__SET PROBLEM__: Write out the listing exactly as it is given.

Recorded data:
* start *

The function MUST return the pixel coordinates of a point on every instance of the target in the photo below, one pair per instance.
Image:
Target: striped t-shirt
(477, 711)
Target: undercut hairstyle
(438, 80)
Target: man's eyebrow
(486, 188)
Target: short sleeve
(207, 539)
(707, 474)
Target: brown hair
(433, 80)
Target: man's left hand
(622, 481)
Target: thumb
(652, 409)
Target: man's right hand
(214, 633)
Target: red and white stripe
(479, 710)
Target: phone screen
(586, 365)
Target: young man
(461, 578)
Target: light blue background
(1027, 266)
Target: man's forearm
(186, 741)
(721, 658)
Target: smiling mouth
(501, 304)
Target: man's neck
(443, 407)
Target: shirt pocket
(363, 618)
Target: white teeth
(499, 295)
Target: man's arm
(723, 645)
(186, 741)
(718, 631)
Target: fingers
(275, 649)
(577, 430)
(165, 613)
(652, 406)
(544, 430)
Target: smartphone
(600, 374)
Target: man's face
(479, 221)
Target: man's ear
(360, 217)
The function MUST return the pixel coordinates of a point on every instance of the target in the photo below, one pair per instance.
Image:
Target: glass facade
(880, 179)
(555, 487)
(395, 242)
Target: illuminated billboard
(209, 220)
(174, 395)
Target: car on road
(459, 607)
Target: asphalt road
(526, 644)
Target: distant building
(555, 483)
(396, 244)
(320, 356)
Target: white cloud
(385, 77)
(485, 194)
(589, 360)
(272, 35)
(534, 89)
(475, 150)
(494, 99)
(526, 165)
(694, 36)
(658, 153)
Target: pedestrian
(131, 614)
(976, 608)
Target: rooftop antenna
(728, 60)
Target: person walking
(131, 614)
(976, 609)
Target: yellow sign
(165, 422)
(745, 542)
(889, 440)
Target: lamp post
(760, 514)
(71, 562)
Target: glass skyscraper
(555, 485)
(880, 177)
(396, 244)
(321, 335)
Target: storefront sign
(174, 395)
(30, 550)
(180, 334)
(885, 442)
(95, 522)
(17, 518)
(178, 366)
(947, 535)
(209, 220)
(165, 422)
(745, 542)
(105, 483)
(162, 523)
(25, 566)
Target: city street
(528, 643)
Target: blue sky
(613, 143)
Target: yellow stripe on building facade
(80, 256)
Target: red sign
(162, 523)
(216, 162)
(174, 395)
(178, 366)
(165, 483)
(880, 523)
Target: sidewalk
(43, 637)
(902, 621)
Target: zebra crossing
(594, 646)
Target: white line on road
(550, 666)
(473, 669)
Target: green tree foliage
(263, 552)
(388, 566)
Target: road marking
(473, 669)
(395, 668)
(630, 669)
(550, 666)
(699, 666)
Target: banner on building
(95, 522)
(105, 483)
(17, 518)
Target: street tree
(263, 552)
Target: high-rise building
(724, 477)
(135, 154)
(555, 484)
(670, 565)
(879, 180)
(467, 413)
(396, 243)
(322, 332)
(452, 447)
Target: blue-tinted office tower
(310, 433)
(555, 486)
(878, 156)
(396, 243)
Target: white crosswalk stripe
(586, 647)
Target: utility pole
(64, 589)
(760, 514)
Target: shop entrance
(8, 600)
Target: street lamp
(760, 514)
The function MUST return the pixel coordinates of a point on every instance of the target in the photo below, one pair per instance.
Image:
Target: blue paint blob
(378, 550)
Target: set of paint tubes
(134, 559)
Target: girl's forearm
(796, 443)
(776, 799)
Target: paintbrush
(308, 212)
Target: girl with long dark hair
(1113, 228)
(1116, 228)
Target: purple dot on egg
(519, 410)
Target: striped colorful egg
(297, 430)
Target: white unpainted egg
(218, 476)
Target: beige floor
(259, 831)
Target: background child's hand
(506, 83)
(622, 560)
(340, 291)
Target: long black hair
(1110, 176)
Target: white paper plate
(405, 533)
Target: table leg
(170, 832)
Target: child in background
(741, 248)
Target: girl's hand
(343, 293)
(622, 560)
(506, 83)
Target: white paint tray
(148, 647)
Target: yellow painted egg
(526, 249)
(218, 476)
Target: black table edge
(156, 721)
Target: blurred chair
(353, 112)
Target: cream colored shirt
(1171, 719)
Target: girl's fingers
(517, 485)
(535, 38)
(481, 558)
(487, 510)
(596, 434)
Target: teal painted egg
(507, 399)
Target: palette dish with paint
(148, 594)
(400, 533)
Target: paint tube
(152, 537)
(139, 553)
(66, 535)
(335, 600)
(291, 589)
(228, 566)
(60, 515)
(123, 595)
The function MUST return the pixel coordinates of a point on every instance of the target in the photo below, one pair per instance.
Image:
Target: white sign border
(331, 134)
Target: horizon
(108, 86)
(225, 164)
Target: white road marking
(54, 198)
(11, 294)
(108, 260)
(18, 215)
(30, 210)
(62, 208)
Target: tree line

* end *

__ANSWER TO THIS EXERCISE__:
The function MUST return the pixel coordinates of a point on every instance of the target in the photo below, one pair per instance.
Image:
Target: striped t-shirt
(477, 711)
Target: undercut hairstyle
(438, 80)
Target: man's eyebrow
(486, 188)
Target: short sleeve
(207, 539)
(707, 474)
Target: brown hair
(433, 80)
Target: man's left hand
(622, 481)
Target: thumb
(652, 409)
Target: man's right hand
(214, 633)
Target: red and white stripe
(479, 710)
Target: phone screen
(586, 365)
Target: young man
(461, 578)
Target: light blue background
(1027, 266)
Target: man's forearm
(186, 741)
(721, 658)
Target: smiling mouth
(501, 304)
Target: man's neck
(443, 407)
Target: shirt pocket
(363, 618)
Target: white teeth
(499, 295)
Target: man's arm
(723, 645)
(186, 741)
(718, 631)
Target: fingers
(275, 649)
(577, 430)
(165, 613)
(652, 406)
(544, 430)
Target: smartphone
(600, 374)
Target: man's face
(479, 221)
Target: man's ear
(360, 217)
The function MUST return the pixel coordinates of a point on every instance of the target in the photo below, one pair per instance.
Image:
Target: glass facade
(880, 179)
(555, 487)
(395, 242)
Target: illuminated billboard
(209, 220)
(174, 395)
Target: car on road
(459, 607)
Target: asphalt road
(526, 644)
Target: distant building
(555, 483)
(396, 244)
(320, 356)
Target: white cloud
(385, 77)
(485, 194)
(589, 360)
(272, 35)
(534, 89)
(475, 150)
(494, 99)
(526, 165)
(694, 36)
(658, 153)
Target: pedestrian
(131, 614)
(976, 608)
Target: rooftop antenna
(728, 60)
Target: person walking
(131, 614)
(976, 609)
Target: yellow sign
(165, 422)
(745, 542)
(889, 440)
Target: lamp post
(760, 514)
(71, 562)
Target: glass skyscraper
(555, 485)
(880, 177)
(396, 244)
(321, 335)
Target: storefront sign
(174, 395)
(30, 550)
(180, 334)
(885, 442)
(95, 522)
(17, 518)
(178, 366)
(947, 535)
(209, 220)
(165, 422)
(745, 542)
(105, 483)
(162, 523)
(25, 566)
Target: city street
(528, 643)
Target: blue sky
(613, 143)
Target: yellow stripe on building facade
(80, 256)
Target: red sign
(162, 523)
(216, 162)
(174, 395)
(178, 366)
(165, 483)
(880, 523)
Target: sidewalk
(43, 637)
(902, 621)
Target: zebra crossing
(594, 646)
Target: white line on road
(550, 666)
(473, 669)
Target: green tree foliage
(263, 552)
(388, 566)
Target: road marking
(473, 669)
(395, 668)
(630, 669)
(550, 666)
(699, 666)
Target: banner on building
(95, 522)
(105, 483)
(17, 518)
Target: street tree
(263, 552)
Target: high-rise building
(724, 477)
(135, 154)
(555, 484)
(670, 565)
(879, 180)
(467, 413)
(396, 243)
(322, 332)
(452, 447)
Target: blue-tinted office tower
(310, 433)
(555, 486)
(878, 156)
(396, 243)
Target: white crosswalk stripe
(586, 647)
Target: utility pole
(64, 589)
(760, 514)
Target: shop entrance
(8, 600)
Target: street lamp
(760, 514)
The function MUST return the pixel coordinates of a point on every instance of the target in the photo below, one pair per instance.
Image:
Target: blue paint blob
(378, 550)
Target: set of paint tubes
(134, 559)
Target: girl's forearm
(796, 443)
(776, 799)
Target: paintbrush
(308, 212)
Target: girl with long dark hair
(1113, 228)
(1116, 228)
Target: purple dot on egg
(519, 410)
Target: striped colorful egg
(297, 430)
Target: white unpainted egg
(218, 476)
Target: beige floor
(259, 831)
Target: background child's hand
(506, 83)
(622, 560)
(340, 291)
Target: long black hair
(1110, 176)
Target: white paper plate
(405, 533)
Target: table leg
(170, 832)
Target: child in background
(741, 248)
Target: girl's hand
(343, 293)
(622, 560)
(506, 83)
Target: white paint tray
(148, 647)
Target: yellow painted egg
(526, 249)
(218, 476)
Target: black table edge
(156, 721)
Target: blurred chair
(353, 112)
Target: cream colored shirt
(1171, 719)
Target: girl's fingers
(517, 485)
(535, 38)
(481, 558)
(487, 510)
(596, 434)
Target: teal painted egg
(507, 399)
Target: palette dish with paint
(148, 594)
(400, 533)
Target: paint tube
(152, 537)
(139, 553)
(66, 535)
(335, 600)
(291, 589)
(228, 566)
(60, 515)
(123, 595)
The function MUST return the pixel coordinates of a point on every instance of the target in the photo below, one pair per instance.
Image:
Target: white sign border
(331, 134)
Target: horizon
(108, 86)
(225, 164)
Target: white road marking
(54, 198)
(11, 294)
(108, 260)
(18, 215)
(30, 210)
(62, 208)
Target: tree line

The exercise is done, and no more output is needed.